_What the task asks_
Can you print every one of the records below verbatim, leaving the pictures out?

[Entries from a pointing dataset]
════════════════

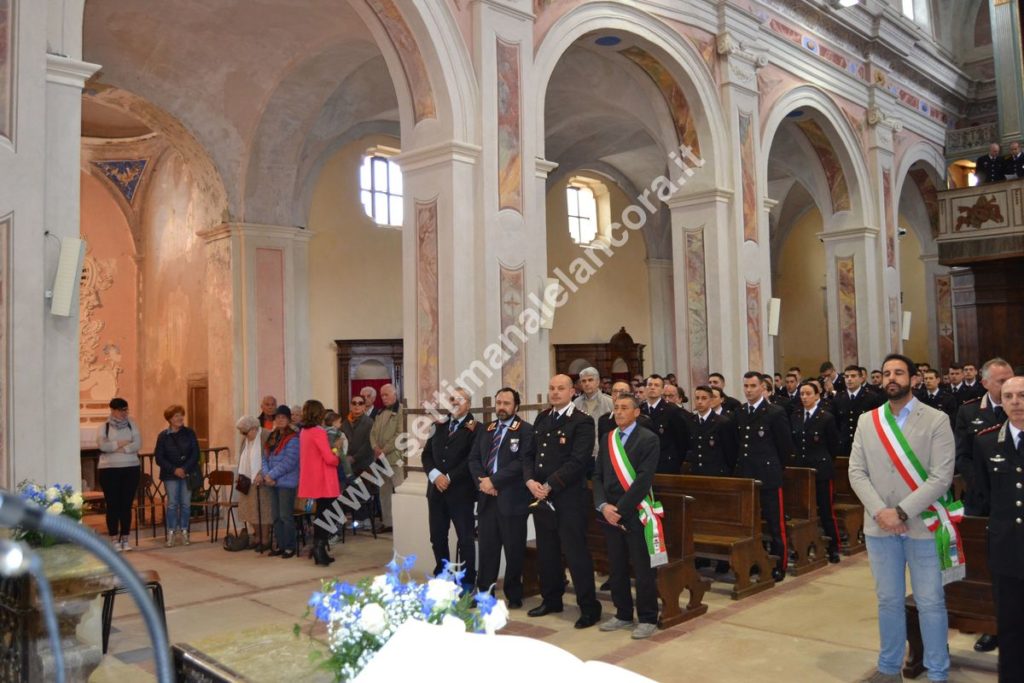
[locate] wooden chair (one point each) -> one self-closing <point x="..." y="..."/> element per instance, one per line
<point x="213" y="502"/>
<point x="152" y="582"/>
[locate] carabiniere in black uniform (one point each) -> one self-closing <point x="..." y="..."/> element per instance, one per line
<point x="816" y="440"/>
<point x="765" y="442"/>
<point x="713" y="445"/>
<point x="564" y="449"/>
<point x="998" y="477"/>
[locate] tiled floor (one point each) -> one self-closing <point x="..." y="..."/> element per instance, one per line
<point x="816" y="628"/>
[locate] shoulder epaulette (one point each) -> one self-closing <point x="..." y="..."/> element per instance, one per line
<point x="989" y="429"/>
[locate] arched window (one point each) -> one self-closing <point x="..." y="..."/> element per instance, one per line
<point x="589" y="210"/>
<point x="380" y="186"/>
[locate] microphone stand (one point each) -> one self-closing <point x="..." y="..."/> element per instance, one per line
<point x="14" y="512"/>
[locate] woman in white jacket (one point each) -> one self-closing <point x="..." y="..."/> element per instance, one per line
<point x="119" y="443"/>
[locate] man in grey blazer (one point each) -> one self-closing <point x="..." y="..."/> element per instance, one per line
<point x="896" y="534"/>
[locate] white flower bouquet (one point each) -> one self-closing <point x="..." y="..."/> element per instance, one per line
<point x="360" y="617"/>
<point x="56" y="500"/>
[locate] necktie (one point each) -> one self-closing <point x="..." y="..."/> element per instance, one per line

════════════════

_Answer below_
[locate] wooden chair (one point each) -> one self-closing <point x="..." y="..."/> element per instance, one per line
<point x="213" y="502"/>
<point x="152" y="582"/>
[locate] carabiniere in black uniform (one point each) -> one self-closing <point x="..." y="..."/> element per instance, one per line
<point x="816" y="440"/>
<point x="765" y="442"/>
<point x="713" y="445"/>
<point x="564" y="449"/>
<point x="998" y="477"/>
[locate] tiled floor (one point each) -> one self-closing <point x="..." y="..."/> element per instance, one per line
<point x="816" y="628"/>
[locate] shoulder epaulette (one point each) -> one self-closing <point x="..." y="..."/> element per instance, one per line
<point x="989" y="429"/>
[locate] arched window (one point each) -> one self-closing <point x="..." y="..."/> element per instance, one per line
<point x="589" y="210"/>
<point x="380" y="186"/>
[locate] microphone stand (one point each) -> one self-closing <point x="..." y="..."/> element per instance, one per line
<point x="14" y="512"/>
[locate] woman in white jacket (one point each) -> one self-closing <point x="..." y="..."/> element per instance, one per line
<point x="119" y="443"/>
[locate] man in grey blazer (one point each) -> one self-closing <point x="..." y="..."/> element per instance, one per line
<point x="896" y="534"/>
[locate] white flower bouquet (one point each) -> one self-closing <point x="..." y="..."/> element per instance, one per line
<point x="360" y="617"/>
<point x="56" y="500"/>
[locate] necktie (one point each) -> one self-closing <point x="..." y="..."/> element per instance, one per line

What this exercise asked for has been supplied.